▶ _Input records_:
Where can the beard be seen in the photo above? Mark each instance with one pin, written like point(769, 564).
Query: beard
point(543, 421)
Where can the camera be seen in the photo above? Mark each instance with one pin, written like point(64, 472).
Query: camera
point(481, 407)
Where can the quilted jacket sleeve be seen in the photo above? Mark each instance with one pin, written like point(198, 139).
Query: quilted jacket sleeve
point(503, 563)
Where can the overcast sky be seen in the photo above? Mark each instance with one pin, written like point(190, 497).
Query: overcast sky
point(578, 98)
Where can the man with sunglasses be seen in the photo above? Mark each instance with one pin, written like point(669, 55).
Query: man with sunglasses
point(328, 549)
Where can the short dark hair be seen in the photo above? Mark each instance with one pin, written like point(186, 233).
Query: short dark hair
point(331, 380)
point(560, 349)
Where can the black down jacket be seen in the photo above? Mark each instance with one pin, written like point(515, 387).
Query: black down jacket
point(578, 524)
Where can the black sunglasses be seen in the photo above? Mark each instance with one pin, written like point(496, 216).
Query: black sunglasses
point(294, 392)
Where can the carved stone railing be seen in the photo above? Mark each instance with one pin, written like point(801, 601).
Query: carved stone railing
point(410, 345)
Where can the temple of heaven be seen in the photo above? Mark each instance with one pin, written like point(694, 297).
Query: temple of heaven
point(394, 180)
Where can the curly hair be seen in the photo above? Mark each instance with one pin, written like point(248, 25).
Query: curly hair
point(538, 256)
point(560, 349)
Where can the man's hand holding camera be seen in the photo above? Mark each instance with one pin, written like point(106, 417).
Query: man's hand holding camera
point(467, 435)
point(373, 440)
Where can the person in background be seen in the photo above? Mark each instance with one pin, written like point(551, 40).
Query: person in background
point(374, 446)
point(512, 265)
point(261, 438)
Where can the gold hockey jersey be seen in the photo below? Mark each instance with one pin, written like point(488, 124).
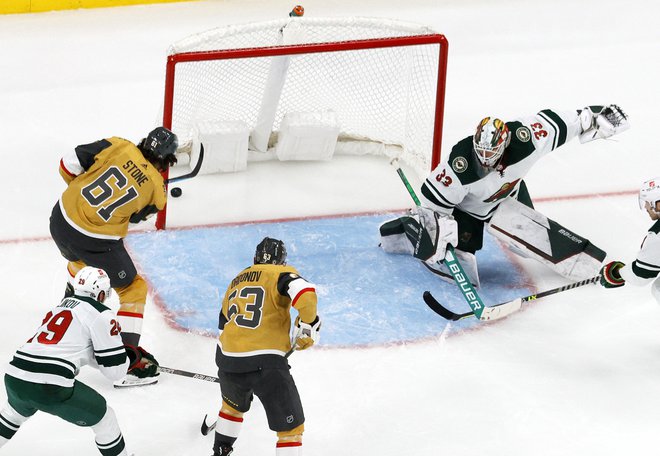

▶ _What you need to do_: Give as a JSON list of strings, one per line and skipping blank lines, every line of the data from its start through the line containing "point(294, 392)", inclusive.

▶ _Written solution_:
[
  "Where can the beard be seen in the photo above? Mark each instance with one pin, written like point(769, 564).",
  "Query: beard",
  "point(543, 421)",
  "Where can the camera be seen in the photo above? Mark each instance with one pin, written like point(64, 472).",
  "Query: camera",
  "point(481, 407)",
  "Where can the quilted jacket sleeve be seen in the photo above? Mark each instance with one pin, written like point(198, 139).",
  "Query: quilted jacket sleeve",
  "point(503, 563)",
  "Where can the overcast sky be seen in the photo above? Mark each instance with one pin, written like point(190, 497).",
  "Query: overcast sky",
  "point(578, 98)",
  "Where can the man with sunglasses be seen in the photo above? Mark each instance with one pin, written like point(669, 55).",
  "Query: man with sunglasses",
  "point(328, 549)",
  "Where can the short dark hair be seen in the photo above? Mark each instance with one pin, written like point(186, 233).",
  "Query: short dark hair",
  "point(331, 380)",
  "point(560, 349)",
  "Where can the black down jacket be seen in the photo above? Mark each instance with one pin, written like point(515, 387).",
  "Query: black down jacket",
  "point(578, 524)",
  "Where can the black sunglasses be seen in the photo above? Mark each instance with one pin, written like point(496, 216).",
  "Query: black sunglasses",
  "point(294, 392)"
]